Time Complexity: O(N)
Auxiliary Space: O(N)

Another Approach:

If K==1, use kadane algorithm to find the maximum subarray sum
Else find the sum of the whole array
- If sum<0, it means after concatenating K more arrays, it will also result in negative value of sum. So, use kadane algorithm after concatenating one more array, which return the sum of maximum suffix from first array and maximum prefix of the second array.

Data entries:

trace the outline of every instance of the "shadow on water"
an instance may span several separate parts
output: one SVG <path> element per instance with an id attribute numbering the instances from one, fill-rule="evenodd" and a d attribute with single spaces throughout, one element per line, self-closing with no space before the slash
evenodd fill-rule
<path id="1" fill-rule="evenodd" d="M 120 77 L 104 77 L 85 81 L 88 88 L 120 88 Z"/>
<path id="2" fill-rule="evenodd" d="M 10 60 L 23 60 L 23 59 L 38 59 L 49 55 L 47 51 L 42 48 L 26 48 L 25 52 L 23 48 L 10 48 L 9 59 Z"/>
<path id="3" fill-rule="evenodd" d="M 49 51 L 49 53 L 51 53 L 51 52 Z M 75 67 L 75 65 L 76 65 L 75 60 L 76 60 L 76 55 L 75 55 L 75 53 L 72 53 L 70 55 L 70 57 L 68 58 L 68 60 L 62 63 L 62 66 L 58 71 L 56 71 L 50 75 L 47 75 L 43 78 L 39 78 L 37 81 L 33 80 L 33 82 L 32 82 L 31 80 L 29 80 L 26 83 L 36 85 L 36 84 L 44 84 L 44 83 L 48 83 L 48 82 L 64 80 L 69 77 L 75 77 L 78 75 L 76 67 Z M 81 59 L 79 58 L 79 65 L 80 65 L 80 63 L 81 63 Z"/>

| Exercise prompt |
Please copy the maximum subarray sum excerpt starting at "Auxiliary Space: O(N)" and ending at "the second array.", substituting "Kadane's method" for each occurrence of "kadane algorithm".

| Task answer |
Auxiliary Space: O(N)

Another Approach:

If K==1, use Kadane's method to find the maximum subarray sum
Else find the sum of the whole array
- If sum<0, it means after concatenating K more arrays, it will also result in negative value of sum. So, use Kadane's method after concatenating one more array, which return the sum of maximum suffix from first array and maximum prefix of the second array.